** Start of Source records **
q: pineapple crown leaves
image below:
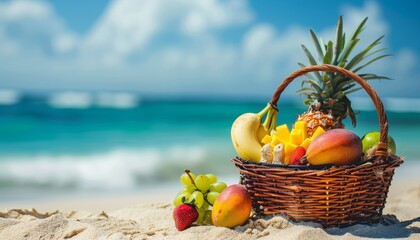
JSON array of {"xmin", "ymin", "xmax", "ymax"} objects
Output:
[{"xmin": 298, "ymin": 16, "xmax": 391, "ymax": 126}]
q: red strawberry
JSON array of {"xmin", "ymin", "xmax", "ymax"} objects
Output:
[
  {"xmin": 289, "ymin": 146, "xmax": 307, "ymax": 165},
  {"xmin": 173, "ymin": 203, "xmax": 198, "ymax": 231}
]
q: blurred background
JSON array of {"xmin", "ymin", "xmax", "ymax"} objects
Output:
[{"xmin": 0, "ymin": 0, "xmax": 420, "ymax": 201}]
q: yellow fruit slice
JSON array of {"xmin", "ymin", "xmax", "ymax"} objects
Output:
** End of Source records **
**Problem statement**
Please rewrite the entries above as a JSON list of strings with one string per line, omitting blank lines and the pictures.

**The answer**
[
  "q: pineapple crown leaves",
  "image below:",
  "JSON array of {\"xmin\", \"ymin\", \"xmax\", \"ymax\"} objects",
  "Output:",
  "[{\"xmin\": 298, \"ymin\": 16, \"xmax\": 391, \"ymax\": 126}]",
  "q: red strawberry",
  "JSON array of {\"xmin\", \"ymin\", \"xmax\", \"ymax\"} objects",
  "Output:",
  "[",
  "  {\"xmin\": 289, \"ymin\": 146, \"xmax\": 307, \"ymax\": 165},",
  "  {\"xmin\": 173, \"ymin\": 203, \"xmax\": 198, \"ymax\": 231}",
  "]",
  "q: blurred background",
  "JSON array of {\"xmin\", \"ymin\", \"xmax\", \"ymax\"} objects",
  "Output:",
  "[{\"xmin\": 0, \"ymin\": 0, \"xmax\": 420, \"ymax\": 201}]",
  "q: yellow fruit slice",
  "JSON array of {\"xmin\", \"ymin\", \"xmax\", \"ymax\"} objects",
  "Output:"
]